+++ Provided data +++

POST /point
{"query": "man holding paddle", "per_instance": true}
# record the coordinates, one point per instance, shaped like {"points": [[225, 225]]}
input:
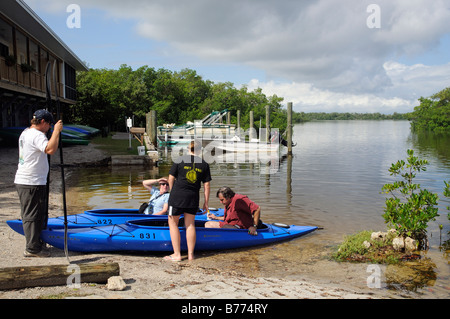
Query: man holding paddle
{"points": [[31, 177]]}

+++

• [Given task]: Swap "paddle" for "oar" throughout the rows above and write them out again with nothing else changed. Leave out the pictures.

• [Response to this exercise]:
POST /point
{"query": "man holding oar", "per_instance": true}
# record the coordinates, one point per instance, shaped like {"points": [[225, 225]]}
input:
Query: man holding oar
{"points": [[31, 177]]}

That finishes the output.